(Data to examine)

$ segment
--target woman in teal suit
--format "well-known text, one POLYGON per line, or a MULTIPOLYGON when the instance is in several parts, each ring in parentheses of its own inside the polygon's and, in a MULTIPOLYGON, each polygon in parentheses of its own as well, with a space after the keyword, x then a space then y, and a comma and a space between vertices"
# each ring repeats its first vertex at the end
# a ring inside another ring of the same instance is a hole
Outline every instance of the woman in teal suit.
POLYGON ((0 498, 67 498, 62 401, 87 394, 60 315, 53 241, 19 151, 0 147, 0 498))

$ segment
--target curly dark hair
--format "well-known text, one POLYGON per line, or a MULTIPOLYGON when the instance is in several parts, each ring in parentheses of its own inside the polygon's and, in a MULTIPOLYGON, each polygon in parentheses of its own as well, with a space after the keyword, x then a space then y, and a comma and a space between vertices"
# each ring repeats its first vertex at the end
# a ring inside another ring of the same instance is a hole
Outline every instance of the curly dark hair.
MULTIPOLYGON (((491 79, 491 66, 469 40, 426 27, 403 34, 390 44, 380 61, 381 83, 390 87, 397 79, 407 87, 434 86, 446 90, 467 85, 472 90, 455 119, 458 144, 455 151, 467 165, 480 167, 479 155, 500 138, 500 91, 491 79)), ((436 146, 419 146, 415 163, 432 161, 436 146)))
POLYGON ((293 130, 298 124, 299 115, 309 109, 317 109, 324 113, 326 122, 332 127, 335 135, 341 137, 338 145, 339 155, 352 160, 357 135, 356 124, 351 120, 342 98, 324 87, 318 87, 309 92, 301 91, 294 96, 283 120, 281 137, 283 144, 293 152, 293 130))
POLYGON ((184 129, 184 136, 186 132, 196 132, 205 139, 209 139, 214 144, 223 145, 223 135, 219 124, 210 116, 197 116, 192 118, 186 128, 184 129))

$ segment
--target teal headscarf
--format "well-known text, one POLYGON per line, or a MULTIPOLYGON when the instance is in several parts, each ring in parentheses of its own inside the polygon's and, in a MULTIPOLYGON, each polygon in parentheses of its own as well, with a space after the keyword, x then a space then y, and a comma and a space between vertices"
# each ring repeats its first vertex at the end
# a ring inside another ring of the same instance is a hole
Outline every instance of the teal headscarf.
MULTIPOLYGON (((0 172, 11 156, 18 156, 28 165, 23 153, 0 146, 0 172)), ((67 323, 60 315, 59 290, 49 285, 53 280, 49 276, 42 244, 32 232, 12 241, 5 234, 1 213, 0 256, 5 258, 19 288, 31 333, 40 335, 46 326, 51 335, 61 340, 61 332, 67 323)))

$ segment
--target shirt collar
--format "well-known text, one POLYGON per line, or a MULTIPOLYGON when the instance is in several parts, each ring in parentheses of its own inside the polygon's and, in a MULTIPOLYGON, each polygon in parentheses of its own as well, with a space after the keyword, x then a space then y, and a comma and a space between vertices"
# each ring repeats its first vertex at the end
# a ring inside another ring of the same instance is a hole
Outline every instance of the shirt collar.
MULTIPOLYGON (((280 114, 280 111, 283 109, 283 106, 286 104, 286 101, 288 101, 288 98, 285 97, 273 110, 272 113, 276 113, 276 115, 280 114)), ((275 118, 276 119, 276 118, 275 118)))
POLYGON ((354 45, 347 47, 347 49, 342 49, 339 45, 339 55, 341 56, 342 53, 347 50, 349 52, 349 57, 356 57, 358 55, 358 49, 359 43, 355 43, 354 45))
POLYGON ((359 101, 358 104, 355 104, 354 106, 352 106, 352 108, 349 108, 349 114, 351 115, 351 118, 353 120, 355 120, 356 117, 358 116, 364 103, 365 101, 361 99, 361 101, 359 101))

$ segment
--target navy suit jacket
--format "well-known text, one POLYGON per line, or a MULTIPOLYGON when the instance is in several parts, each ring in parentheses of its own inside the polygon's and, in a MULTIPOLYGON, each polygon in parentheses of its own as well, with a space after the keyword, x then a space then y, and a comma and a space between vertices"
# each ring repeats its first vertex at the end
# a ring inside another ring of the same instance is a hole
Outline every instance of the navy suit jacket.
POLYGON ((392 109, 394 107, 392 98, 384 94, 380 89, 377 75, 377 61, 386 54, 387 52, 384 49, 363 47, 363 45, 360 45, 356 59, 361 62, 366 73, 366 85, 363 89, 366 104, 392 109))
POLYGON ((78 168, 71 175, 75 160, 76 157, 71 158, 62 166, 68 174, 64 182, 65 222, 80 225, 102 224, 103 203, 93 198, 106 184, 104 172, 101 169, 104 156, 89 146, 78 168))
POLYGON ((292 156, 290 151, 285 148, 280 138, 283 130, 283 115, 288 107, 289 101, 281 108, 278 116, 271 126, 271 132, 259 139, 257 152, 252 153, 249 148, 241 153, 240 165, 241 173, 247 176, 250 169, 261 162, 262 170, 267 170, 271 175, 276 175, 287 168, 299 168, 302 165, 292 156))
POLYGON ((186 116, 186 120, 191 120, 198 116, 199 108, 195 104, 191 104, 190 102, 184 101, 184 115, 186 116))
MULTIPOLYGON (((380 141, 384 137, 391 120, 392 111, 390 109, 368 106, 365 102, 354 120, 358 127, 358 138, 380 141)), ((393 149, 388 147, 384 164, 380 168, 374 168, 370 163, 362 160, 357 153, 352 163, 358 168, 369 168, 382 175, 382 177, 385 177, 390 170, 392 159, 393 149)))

(End Data to examine)

Problem ->
If a line falls between the first line of the entries and the line containing "--target curly dark hair", or is one of those two, restate it word for word; leave all other lines out.

Task output ->
$ segment
--target woman in teal suit
--format "well-known text, one POLYGON per line, or a MULTIPOLYGON when the instance is in several parts, each ring in parentheses of its own inside the polygon's and, in a MULTIPOLYGON, each polygon in parentheses of its own as well, with a space after the keyword, x then a space then y, and a comma and a space between vertices"
# each ring repeats its first vertex at the end
# a ring inside another ring of the same instance is a hole
Outline every instance of the woman in teal suit.
POLYGON ((0 498, 67 498, 62 401, 87 394, 60 315, 53 241, 19 151, 0 147, 0 498))

$ segment
--target curly dark hair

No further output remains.